For a few examples we have the following:
Uranium 235 takes 704 million years to decay into Lead 207
Uranium 238 takes 4.47 billion years to decay into Lead 206
Carbon 14 takes 5,730 years to decay into Nitrogen 14.
Now understand that the minerals, which contain radioactive isotopes, are in igneous rocks. The dates they give indicate the time the magma cooled.
With Carbon-14 dating you have a biological entity. Carbon-14 is created when cosmic rays strike Nitrogen-14 atoms in the atmosphere. These in turn combine with oxygen to form radioactive carbon dioxide.
Plants absorb the radioactive carbon dioxide and use it. This puts the material into the food chain where it is absorbed and resides in all living things. All living things contain a balance of Carbon-14 (1 in a trillion) to Carbon-12. The Carbon-14 is constantly turning back into Nitrogen-14 but is replenished as the organism lives. Once an organism dies it stops ingesting Carbon-14, but what is in the tissue still continues to decay back into Nitrogen-14. To measure the age of the biological entity, a comparison of the remaining Carbon-14 in the tissue to Carbon-12 is made.
I hope this helps.
The Don.
When your brain “knows” its going to die the pineal gland located in the center of your brain releases copious amounts of a substance known as N-Dimethyltryptamine, I dont know why, but my guess would be to ease passing. DMT is responsible for dreaming. So NDEs, in my opinion, are just really crazy ass wake-induced lucid/non-lucid dreams.
DMT can be synthesized from the root bark of a tree in South America known as Mimosa hostilis. If one can go through with the laborous task of extracting DMT from said plant, he/she can roll it into a cigarrette and smoke it. When the substance is inhaled, within the first 60 seconds of inhalation the subject becomes immersed in a world unlike any we can even begin to imagine. Many often undergo profound, life-changing experiences. Subjects, while nonresponsive and dissociated in the “real world”, embark on intense spiritual journeys that one could easily confuse for an NDE [meeting dead relatives/friends, OOBEs, reliving past lives, life flashing before one’s eyes, etc.]. Experiences between persons vary from joyous to distressing, heavenly to hellish, or just plain trippy.
Some people associate the pineal gland with the Third Eye, as it is located in the middle of of every human beings forehead. It has also been proven that in some reptiles it even has a cornea, retina and lense! Pretty intriguing information.
Damn Interesting article, if I do say so myself!
Never underestimate the power of the brain. It is frequently underused, but it can still pull off amazing things. I have memories that seem to take place outside my body. False memories, but my brain still recreates the environment as if the perspective were from outside my body. From what else I’ve heard of the brain’s power, it could produce physical effects based on mental experiences or stress. In addition, the conscious experience is only a fraction of the brain’s activity. It is not inconceivable that in the event of an emergency it takes a backseat to other functions at work and gets barraged by extraneous sensations, memories, or anything else mixed up in the shuffle. Each person would likely experience things in accordance with their beliefs or something else within their knowledge or imagination.

= Work request =
According to the excerpt on radioactive dating and near-death experiences, how is Carbon-14 created?

= Study material =
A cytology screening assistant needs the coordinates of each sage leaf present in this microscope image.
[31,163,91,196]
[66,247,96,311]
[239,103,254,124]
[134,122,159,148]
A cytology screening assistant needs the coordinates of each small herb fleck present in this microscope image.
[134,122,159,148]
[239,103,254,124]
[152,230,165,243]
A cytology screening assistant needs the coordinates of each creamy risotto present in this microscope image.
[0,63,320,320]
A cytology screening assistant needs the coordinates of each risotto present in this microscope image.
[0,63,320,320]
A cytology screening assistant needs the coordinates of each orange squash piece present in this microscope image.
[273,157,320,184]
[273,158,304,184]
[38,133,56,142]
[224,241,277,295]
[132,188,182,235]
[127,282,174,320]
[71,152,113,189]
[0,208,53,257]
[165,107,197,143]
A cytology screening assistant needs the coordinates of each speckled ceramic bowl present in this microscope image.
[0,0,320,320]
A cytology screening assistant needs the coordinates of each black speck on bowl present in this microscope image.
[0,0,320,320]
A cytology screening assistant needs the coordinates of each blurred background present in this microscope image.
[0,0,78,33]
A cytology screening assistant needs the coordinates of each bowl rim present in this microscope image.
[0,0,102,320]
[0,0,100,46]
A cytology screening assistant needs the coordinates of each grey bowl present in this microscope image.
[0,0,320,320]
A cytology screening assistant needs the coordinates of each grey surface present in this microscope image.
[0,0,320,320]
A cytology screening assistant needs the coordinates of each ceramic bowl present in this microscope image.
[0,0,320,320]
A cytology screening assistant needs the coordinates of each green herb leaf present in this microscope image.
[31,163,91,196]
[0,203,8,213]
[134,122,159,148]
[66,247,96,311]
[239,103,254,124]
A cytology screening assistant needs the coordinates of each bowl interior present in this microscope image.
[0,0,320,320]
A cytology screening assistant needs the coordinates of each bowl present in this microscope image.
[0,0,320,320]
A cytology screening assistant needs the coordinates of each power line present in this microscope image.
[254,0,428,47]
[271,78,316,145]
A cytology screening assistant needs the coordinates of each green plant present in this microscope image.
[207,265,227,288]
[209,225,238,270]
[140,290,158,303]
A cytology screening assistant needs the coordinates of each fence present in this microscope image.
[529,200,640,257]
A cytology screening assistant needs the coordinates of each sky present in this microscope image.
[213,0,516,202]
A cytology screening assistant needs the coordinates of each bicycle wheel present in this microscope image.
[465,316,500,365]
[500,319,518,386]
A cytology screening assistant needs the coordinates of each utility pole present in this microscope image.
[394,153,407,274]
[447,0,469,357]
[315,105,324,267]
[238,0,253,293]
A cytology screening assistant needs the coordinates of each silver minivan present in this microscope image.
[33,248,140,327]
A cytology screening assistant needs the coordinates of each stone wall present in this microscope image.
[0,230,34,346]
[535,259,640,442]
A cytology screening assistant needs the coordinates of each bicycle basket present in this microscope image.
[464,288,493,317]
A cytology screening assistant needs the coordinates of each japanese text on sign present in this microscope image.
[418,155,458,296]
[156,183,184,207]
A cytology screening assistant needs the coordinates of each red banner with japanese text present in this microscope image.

= Answer to this problem =
Carbon-14 is created when cosmic rays strike Nitrogen-14 atoms in the atmosphere.